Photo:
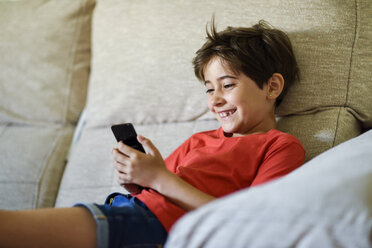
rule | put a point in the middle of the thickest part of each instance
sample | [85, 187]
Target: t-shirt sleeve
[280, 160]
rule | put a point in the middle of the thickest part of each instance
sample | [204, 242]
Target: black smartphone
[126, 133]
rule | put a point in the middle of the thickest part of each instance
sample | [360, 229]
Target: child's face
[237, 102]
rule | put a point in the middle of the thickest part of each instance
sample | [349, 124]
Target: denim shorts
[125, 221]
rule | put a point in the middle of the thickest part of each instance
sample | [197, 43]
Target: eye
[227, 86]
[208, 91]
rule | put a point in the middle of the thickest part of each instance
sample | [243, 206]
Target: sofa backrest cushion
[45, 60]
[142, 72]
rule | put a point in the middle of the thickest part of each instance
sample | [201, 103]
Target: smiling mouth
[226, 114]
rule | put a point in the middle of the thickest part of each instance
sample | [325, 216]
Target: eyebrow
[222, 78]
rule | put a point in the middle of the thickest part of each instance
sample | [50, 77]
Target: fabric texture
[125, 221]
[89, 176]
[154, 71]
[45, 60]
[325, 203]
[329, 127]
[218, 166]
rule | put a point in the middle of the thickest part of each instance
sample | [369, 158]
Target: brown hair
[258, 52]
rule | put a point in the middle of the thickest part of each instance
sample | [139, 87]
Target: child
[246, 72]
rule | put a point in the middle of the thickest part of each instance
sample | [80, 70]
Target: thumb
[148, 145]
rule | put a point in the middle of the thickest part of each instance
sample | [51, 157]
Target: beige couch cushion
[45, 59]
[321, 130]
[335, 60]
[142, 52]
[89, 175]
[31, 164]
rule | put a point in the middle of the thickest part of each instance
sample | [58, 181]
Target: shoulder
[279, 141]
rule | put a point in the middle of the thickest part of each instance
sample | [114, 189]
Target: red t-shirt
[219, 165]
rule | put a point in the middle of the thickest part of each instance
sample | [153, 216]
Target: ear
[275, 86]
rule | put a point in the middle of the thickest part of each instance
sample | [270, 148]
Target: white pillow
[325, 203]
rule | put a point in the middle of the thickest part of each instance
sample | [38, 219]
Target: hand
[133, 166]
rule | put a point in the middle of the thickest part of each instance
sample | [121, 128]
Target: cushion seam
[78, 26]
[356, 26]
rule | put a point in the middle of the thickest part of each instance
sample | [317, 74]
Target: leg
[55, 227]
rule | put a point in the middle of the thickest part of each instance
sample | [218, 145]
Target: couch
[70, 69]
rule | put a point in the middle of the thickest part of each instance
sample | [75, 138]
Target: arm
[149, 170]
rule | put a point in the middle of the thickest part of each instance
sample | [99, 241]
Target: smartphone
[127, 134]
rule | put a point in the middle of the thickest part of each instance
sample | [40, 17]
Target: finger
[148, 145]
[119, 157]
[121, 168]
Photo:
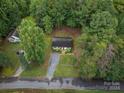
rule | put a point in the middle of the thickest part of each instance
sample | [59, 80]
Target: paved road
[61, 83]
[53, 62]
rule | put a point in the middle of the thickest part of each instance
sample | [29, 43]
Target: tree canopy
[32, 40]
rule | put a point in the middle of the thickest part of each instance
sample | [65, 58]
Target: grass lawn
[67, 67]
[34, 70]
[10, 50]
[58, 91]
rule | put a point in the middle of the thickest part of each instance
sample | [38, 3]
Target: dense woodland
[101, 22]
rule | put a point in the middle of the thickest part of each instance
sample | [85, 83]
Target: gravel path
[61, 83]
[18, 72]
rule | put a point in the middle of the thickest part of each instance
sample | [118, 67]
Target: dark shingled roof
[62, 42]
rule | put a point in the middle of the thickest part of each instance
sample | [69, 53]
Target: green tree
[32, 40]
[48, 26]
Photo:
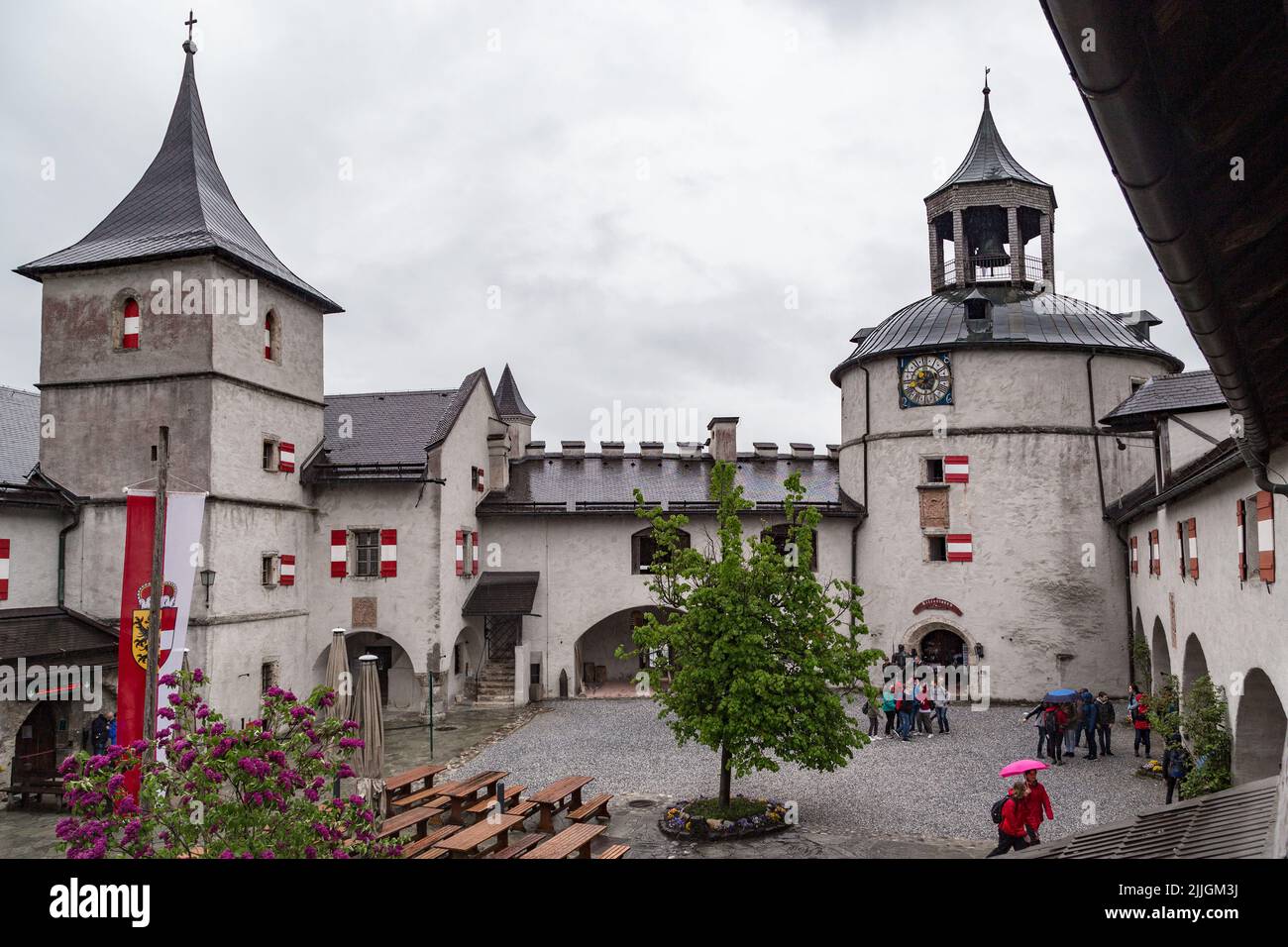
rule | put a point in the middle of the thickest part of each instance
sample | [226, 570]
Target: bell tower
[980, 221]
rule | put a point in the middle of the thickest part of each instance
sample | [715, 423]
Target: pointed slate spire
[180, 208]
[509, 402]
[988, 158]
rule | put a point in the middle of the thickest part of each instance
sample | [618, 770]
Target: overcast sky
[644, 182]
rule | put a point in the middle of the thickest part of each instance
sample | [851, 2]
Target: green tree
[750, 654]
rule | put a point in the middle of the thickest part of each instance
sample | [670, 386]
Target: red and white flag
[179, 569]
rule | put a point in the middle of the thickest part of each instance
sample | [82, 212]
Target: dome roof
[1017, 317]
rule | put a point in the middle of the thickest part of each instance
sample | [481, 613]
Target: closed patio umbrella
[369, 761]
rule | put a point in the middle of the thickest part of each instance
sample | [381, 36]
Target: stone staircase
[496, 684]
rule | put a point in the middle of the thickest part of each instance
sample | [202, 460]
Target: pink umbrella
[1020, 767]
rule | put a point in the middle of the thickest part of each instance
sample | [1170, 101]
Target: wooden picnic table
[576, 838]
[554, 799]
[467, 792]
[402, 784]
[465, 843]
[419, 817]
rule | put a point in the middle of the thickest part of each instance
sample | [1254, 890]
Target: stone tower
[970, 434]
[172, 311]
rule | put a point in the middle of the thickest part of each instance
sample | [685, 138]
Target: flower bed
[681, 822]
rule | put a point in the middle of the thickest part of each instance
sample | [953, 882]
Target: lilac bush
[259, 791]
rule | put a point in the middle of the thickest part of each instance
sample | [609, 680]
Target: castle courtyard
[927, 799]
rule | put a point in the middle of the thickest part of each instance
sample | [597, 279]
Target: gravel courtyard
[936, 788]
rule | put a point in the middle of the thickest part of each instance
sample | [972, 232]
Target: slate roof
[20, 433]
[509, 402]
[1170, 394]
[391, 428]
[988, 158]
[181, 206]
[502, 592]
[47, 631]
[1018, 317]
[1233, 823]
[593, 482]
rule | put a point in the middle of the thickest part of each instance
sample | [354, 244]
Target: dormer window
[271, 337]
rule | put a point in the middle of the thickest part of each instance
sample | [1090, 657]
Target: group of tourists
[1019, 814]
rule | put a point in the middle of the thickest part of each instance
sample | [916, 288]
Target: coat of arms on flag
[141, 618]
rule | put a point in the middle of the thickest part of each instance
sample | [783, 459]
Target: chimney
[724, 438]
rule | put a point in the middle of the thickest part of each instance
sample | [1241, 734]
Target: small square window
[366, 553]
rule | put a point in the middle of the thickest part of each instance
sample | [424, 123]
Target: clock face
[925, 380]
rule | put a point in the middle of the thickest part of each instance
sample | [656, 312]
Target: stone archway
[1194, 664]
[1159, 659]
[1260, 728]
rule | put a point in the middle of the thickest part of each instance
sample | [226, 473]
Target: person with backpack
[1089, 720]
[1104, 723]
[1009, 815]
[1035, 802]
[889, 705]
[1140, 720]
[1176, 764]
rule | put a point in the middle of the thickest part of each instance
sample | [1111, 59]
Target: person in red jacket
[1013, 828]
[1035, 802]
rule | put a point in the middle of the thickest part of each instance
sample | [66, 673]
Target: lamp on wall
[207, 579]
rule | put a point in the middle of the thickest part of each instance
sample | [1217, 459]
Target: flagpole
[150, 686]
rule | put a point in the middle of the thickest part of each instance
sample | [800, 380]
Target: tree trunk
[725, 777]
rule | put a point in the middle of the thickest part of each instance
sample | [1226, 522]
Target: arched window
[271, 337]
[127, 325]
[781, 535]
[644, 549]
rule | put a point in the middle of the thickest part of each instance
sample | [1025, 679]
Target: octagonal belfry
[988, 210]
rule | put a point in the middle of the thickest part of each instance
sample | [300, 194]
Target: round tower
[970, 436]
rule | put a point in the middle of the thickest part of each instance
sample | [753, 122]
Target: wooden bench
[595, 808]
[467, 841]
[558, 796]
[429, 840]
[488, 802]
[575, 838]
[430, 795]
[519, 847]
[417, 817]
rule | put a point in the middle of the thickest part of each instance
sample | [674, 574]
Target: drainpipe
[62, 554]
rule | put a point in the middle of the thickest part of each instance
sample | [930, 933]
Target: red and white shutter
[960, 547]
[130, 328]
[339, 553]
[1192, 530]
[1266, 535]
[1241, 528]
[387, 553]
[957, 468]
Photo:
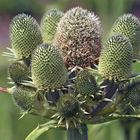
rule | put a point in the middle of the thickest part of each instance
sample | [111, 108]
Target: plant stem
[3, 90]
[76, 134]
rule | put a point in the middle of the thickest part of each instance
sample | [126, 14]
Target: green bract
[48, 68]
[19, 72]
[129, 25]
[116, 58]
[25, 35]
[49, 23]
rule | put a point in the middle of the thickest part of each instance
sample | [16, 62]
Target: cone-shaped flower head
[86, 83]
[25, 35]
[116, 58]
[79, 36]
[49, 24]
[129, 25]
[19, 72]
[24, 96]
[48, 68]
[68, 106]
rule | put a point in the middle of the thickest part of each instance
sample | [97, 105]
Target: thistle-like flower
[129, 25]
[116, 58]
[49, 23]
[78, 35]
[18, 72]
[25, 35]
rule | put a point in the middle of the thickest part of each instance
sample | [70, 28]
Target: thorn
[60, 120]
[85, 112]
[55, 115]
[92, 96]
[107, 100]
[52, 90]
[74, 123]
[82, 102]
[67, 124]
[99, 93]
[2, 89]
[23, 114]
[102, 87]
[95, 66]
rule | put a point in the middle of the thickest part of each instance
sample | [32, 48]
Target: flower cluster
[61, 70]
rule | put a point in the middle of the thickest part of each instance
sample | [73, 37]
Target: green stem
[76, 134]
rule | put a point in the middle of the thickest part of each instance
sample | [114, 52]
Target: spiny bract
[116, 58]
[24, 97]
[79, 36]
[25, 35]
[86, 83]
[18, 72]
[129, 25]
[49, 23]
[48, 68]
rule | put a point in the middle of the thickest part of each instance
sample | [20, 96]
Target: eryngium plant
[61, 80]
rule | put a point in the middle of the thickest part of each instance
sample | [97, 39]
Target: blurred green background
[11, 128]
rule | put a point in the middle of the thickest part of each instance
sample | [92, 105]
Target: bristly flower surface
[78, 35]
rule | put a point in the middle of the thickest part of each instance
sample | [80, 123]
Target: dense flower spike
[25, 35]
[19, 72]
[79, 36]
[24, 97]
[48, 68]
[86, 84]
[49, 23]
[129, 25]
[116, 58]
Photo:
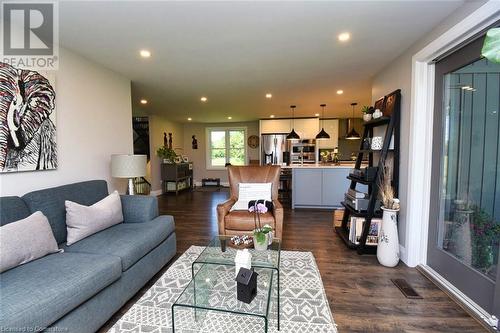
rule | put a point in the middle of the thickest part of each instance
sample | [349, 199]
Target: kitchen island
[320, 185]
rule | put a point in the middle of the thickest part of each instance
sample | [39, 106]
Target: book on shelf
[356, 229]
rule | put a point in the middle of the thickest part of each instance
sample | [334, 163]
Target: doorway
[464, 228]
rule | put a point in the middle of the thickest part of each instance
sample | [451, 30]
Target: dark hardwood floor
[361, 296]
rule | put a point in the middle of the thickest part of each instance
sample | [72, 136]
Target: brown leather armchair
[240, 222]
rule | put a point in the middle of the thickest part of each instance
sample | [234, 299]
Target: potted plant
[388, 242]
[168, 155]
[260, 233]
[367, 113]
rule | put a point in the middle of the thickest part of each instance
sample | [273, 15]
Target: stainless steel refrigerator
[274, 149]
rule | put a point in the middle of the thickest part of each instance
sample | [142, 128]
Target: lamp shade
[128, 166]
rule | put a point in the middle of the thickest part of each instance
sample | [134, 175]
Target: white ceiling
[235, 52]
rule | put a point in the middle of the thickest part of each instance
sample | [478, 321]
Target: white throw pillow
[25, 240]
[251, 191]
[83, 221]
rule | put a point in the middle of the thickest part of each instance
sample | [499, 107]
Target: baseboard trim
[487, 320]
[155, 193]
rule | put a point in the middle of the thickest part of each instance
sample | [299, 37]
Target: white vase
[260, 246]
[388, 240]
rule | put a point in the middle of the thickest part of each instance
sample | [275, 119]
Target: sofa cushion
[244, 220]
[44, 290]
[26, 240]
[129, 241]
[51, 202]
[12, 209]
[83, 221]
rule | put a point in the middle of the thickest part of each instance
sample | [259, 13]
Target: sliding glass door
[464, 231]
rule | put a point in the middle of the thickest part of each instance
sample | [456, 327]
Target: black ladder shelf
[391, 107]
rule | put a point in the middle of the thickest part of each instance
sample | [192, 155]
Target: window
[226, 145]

|---|

§ DIRECTIVE
Return each line of the material above that contains the word "dark".

§ COMPLETE RESPONSE
Target: dark shingled roof
Target: dark hardwood floor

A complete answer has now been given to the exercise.